-- Data extracted from a collection --
---

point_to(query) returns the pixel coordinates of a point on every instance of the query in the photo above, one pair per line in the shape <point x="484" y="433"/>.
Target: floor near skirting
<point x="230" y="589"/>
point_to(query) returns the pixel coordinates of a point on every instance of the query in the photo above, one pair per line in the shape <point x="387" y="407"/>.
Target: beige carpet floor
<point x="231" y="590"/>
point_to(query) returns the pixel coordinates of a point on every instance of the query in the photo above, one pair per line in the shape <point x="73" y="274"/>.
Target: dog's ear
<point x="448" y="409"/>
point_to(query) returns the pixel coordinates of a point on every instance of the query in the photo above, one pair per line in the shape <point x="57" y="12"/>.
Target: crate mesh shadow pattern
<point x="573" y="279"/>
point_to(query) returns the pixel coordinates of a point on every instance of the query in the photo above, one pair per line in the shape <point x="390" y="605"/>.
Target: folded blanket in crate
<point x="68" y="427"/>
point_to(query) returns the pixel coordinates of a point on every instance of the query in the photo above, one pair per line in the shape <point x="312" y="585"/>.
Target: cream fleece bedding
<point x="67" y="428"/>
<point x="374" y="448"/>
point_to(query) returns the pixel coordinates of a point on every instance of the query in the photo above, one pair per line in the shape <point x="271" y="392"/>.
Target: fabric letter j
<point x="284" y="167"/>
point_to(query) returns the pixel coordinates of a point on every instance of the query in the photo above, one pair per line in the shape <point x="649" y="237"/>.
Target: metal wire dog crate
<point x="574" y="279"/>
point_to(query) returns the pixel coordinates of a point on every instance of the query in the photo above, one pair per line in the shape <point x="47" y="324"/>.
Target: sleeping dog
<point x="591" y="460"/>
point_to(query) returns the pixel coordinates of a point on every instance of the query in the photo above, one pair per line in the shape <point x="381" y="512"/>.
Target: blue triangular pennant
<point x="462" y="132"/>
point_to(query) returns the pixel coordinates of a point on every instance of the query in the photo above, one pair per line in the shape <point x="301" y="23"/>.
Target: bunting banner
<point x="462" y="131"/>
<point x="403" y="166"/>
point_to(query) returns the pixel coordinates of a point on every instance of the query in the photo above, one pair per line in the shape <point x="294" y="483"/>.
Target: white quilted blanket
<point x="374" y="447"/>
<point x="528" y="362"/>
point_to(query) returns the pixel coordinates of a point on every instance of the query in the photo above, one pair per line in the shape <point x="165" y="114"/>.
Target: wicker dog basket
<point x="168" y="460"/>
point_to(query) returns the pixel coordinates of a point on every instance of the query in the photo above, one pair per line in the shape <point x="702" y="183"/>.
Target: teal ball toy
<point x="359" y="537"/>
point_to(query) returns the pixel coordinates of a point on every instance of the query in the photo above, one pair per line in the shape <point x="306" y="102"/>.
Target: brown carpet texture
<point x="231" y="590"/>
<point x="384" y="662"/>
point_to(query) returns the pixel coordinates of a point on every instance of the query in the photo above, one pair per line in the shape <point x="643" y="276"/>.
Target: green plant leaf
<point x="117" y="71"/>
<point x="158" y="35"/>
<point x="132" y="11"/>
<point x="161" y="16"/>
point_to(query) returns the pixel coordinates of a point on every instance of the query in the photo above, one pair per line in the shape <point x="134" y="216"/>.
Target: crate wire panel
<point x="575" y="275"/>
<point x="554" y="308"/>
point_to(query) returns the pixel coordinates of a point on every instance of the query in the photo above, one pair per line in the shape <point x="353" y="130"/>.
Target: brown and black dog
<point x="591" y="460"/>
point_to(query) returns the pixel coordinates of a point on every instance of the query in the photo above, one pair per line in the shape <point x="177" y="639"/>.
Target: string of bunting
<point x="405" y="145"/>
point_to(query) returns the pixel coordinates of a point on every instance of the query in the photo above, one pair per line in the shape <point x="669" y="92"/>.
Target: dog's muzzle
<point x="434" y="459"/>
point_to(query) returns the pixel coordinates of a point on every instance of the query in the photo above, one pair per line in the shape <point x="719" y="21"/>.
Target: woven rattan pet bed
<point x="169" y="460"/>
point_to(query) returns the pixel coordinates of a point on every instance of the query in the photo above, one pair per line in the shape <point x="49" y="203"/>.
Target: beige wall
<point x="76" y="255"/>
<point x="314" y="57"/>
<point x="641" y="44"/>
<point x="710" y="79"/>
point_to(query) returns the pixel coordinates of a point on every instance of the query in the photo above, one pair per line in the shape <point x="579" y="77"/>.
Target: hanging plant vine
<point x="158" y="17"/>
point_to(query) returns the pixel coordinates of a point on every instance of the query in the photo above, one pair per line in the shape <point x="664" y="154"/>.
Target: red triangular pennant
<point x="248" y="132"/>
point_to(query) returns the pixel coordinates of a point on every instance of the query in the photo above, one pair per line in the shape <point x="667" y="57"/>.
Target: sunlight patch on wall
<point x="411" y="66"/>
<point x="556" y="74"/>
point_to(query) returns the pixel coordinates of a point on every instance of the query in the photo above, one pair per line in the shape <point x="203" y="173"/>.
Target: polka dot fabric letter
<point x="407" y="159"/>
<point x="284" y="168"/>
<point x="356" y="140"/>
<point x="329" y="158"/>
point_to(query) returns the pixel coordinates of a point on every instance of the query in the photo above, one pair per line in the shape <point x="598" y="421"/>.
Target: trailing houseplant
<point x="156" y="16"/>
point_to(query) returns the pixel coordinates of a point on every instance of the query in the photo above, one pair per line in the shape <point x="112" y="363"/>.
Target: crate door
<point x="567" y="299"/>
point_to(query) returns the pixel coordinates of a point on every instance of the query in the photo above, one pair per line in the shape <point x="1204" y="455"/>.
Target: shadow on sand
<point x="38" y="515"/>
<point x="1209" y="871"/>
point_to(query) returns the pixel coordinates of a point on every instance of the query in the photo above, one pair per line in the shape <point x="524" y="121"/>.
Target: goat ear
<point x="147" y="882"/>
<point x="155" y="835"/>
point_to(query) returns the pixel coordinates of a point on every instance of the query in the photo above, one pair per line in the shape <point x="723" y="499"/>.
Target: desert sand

---

-- TO DO --
Quote all the records exactly, please, leaving none out.

-- RESPONSE --
point_to(query) returns the pixel coordinates of a point on every instance of the query in the photo above, one pair per line in the shape <point x="484" y="433"/>.
Target: floor near skirting
<point x="230" y="589"/>
point_to(query) returns the pixel coordinates of a point on every instance of the query in the photo above, one pair per line in the shape <point x="387" y="407"/>.
Target: beige carpet floor
<point x="231" y="590"/>
point_to(query) returns the pixel coordinates of a point on every instance of the query in the photo above, one pair per line in the shape <point x="73" y="274"/>.
Target: dog's ear
<point x="448" y="409"/>
point_to(query) returns the pixel coordinates of a point on every instance of the query in the photo above, one pair per line in the shape <point x="57" y="12"/>.
Target: crate mesh shadow pattern
<point x="573" y="279"/>
point_to(query) returns the pixel coordinates of a point on every instance of the query in the photo above, one pair per line in the shape <point x="390" y="605"/>.
Target: folded blanket in crate
<point x="68" y="427"/>
point_to(query) returns the pixel coordinates of a point on every instance of the query in the photo above, one pair per line in the shape <point x="312" y="585"/>.
Target: cream fleece bedding
<point x="67" y="428"/>
<point x="374" y="448"/>
point_to(query) returns the pixel coordinates of a point on every instance of the query in the photo above, one pair per line in the shape <point x="271" y="392"/>.
Target: fabric letter j
<point x="284" y="167"/>
point_to(query) returns the pixel coordinates of a point on every instance of the query in the photo above, one pair per line in the shape <point x="649" y="237"/>.
Target: metal wire dog crate
<point x="574" y="279"/>
point_to(query) returns the pixel coordinates of a point on every instance of the query in the photo above, one pair per line in the shape <point x="47" y="324"/>.
Target: sleeping dog
<point x="591" y="460"/>
point_to(query) returns the pixel coordinates of a point on every instance of the query in the photo above, one pair per line in the shape <point x="381" y="512"/>.
Target: blue triangular pennant
<point x="462" y="132"/>
point_to(query) returns the pixel coordinates of a point on every instance of the query in the photo above, one pair per line in the shape <point x="301" y="23"/>.
Target: bunting banner
<point x="462" y="131"/>
<point x="403" y="166"/>
point_to(query) returns the pixel coordinates of a point on every instance of the query in the photo above, one pair per line in the shape <point x="294" y="483"/>.
Target: white quilted blanket
<point x="374" y="447"/>
<point x="528" y="362"/>
point_to(query) returns the pixel coordinates of a point on every instance of the query in the photo above, one pair per line in the shape <point x="165" y="114"/>.
Target: wicker dog basket
<point x="168" y="460"/>
point_to(query) returns the pixel coordinates of a point on every instance of the query in the photo above, one pair per line in the shape <point x="702" y="183"/>.
Target: teal ball toy
<point x="359" y="537"/>
point_to(query) returns the pixel coordinates of a point on every instance of the query in the photo above, one pair per line in the shape <point x="306" y="102"/>.
Target: brown carpet texture
<point x="231" y="590"/>
<point x="384" y="662"/>
point_to(query) returns the pixel coordinates of a point on every instance of the query in the photo above, one pair per line in the shape <point x="643" y="276"/>.
Target: green plant leaf
<point x="117" y="71"/>
<point x="158" y="35"/>
<point x="132" y="11"/>
<point x="161" y="16"/>
point_to(query) returns the pixel coordinates of a point on every instance of the query in the photo above, one pair per line in the shape <point x="134" y="216"/>.
Target: crate wire panel
<point x="575" y="275"/>
<point x="554" y="308"/>
point_to(query) returns the pixel coordinates of a point on every instance of the query in the photo above, one pair per line in the shape <point x="353" y="130"/>.
Target: brown and black dog
<point x="591" y="460"/>
point_to(query) returns the pixel coordinates of a point on every instance of the query in the photo above, one pair per line in the shape <point x="177" y="639"/>.
Target: string of bunting
<point x="405" y="145"/>
point_to(query) returns the pixel coordinates of a point on every instance of the query in the photo above, one pair per line in the shape <point x="669" y="92"/>.
Target: dog's muzzle
<point x="434" y="459"/>
point_to(query) returns the pixel coordinates of a point on every instance of the query in the photo above, one pair per line in the shape <point x="719" y="21"/>.
Target: woven rattan pet bed
<point x="169" y="460"/>
point_to(query) returns the pixel coordinates of a point on every instance of the query in the photo above, one pair per line in the shape <point x="49" y="203"/>.
Target: beige wall
<point x="76" y="255"/>
<point x="314" y="57"/>
<point x="641" y="44"/>
<point x="710" y="79"/>
point_to(query) returns the pixel coordinates of a point on every instance of the query in the photo above, one pair per line in the shape <point x="579" y="77"/>.
Target: hanging plant vine
<point x="158" y="17"/>
point_to(query) returns the pixel coordinates of a point on every instance of the query in the photo above, one pair per line in the shape <point x="664" y="154"/>.
Target: red triangular pennant
<point x="248" y="132"/>
point_to(query) returns the pixel coordinates of a point on every instance of the query in the photo above, one pair per line in the shape <point x="667" y="57"/>.
Target: sunlight patch on wall
<point x="411" y="66"/>
<point x="556" y="74"/>
point_to(query) returns the pixel coordinates of a point on every instance of the query in the photo above, one pair per line in the shape <point x="203" y="173"/>.
Target: polka dot fabric letter
<point x="407" y="159"/>
<point x="284" y="168"/>
<point x="356" y="140"/>
<point x="329" y="158"/>
point_to(query) returns the pixel coordinates of a point on every instance of the query in the photo above, one pair per line in the shape <point x="598" y="421"/>.
Target: trailing houseplant
<point x="156" y="16"/>
point_to(query) returns the pixel coordinates of a point on every instance of the query in the photo above, one pair per line in the shape <point x="112" y="363"/>.
Target: crate door
<point x="567" y="299"/>
point_to(query) returns the pixel coordinates of a point on every instance of the query in the photo above, one pair per line in the shape <point x="1204" y="455"/>.
Target: shadow on sand
<point x="38" y="515"/>
<point x="1209" y="871"/>
point_to(query) returns the pixel coordinates of a point on every instance of the query in the photo above, one pair per line in the shape <point x="524" y="121"/>.
Target: goat ear
<point x="147" y="882"/>
<point x="155" y="835"/>
point_to(query) returns the pixel coordinates of a point on every instance of the query in the photo above, one pair per line in the shape <point x="723" y="499"/>.
Target: desert sand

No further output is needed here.